## BEGIN Excerpt provided
FEDERAL COURT OF AUSTRALIA

Hanna v Australian Securities and Investments Commission [2011] FCA 1077

Citation:

Hanna v Australian Securities and Investments Commission [2011] FCA 1077

Parties:

GEORGE KHALIL HANNA v AUSTRALIAN SECURITIES AND INVESTMENTS COMMISSION and STANISLAUS SEBASTIAN, MAUREEN SEBASTIAN, LIM KHOON LENG and JENNY LEOW

File number:

WAD 360 of 2011

Judge:

MCKERRACHER J

Date of judgment:

20 September 2011

Catchwords:

PRACTICE AND PROCEDURE – whether matter should be referred to mediation – two related proceedings – powers and discretion of the Court – lack of consent to attend mediation – whether any benefit to early mediation

Legislation:

Federal Court (Corporations) Rules 2000 r 2.2

Cases cited:

Sebastian v Strongwall International Limited (Deregistered) [2011] FCA 1045

Date of hearing:

12 September 2011

Date of last submissions:

15 September 2011

Place:

Perth

Division:

GENERAL DIVISION

Category:

Catchwords

Number of paragraphs:

18

Counsel for the Plaintiff:

GJ Douglas

Solicitor for the Plaintiff:

Hotckin Hanly Lawyers

Counsel for the Defendant:

The Defendant did not appear

Counsel for the Interveners:

G Clarke SC

Solicitor for the Interveners:

Feinauer Commercial Lawyers

IN THE FEDERAL COURT OF AUSTRALIA

WESTERN AUSTRALIA DISTRICT REGISTRY

GENERAL DIVISION

WAD 360 of 2011

BETWEEN:

GEORGE KHALIL HANNA

Plaintiff

AND:

AUSTRALIAN SECURITIES AND INVESTMENTS COMMISSION

Defendant

AND:

STANISLAUS SEBASTIAN

MAUREEN SEBASTIAN

LIM KHOON LENG

JENNY LEOW

Interveners

JUDGE:

MCKERRACHER J

DATE OF ORDER:

20 SEPTEMBER 2011

WHERE MADE:

PERTH

THE COURT ORDERS THAT:

1.    The proceedings be referred to a Registrar for a mediation conference.

2.    The mediation be conducted within one month, the plaintiff to submit a written request to the District Registrar for that purpose.
## END Excerpt provided
▸ **Required task a**
Reproduce the passage from the court judgment starting at "THE COURT ORDERS" and ending at "for that purpose.", word for word.
The court judgment and the records have no connection to each other.
## BEGIN Records supplied
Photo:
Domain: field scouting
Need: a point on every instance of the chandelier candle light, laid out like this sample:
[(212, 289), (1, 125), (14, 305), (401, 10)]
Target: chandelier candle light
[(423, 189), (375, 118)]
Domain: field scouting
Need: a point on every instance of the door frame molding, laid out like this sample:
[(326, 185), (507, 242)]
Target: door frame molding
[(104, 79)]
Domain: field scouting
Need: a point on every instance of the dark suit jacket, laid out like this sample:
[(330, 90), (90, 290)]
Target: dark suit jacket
## END Records supplied
▸ **Required task b**
Write out every line of the records above, unchanged.

▸ **Result a**
THE COURT ORDERS THAT:

1.    The proceedings be referred to a Registrar for a mediation conference.

2.    The mediation be conducted within one month, the plaintiff to submit a written request to the District Registrar for that purpose.

▸ **Result b**
Photo:
Domain: field scouting
Need: a point on every instance of the chandelier candle light, laid out like this sample:
[(212, 289), (1, 125), (14, 305), (401, 10)]
Target: chandelier candle light
[(423, 189), (375, 118)]
Domain: field scouting
Need: a point on every instance of the door frame molding, laid out like this sample:
[(326, 185), (507, 242)]
Target: door frame molding
[(104, 79)]
Domain: field scouting
Need: a point on every instance of the dark suit jacket, laid out like this sample:
[(330, 90), (90, 290)]
Target: dark suit jacket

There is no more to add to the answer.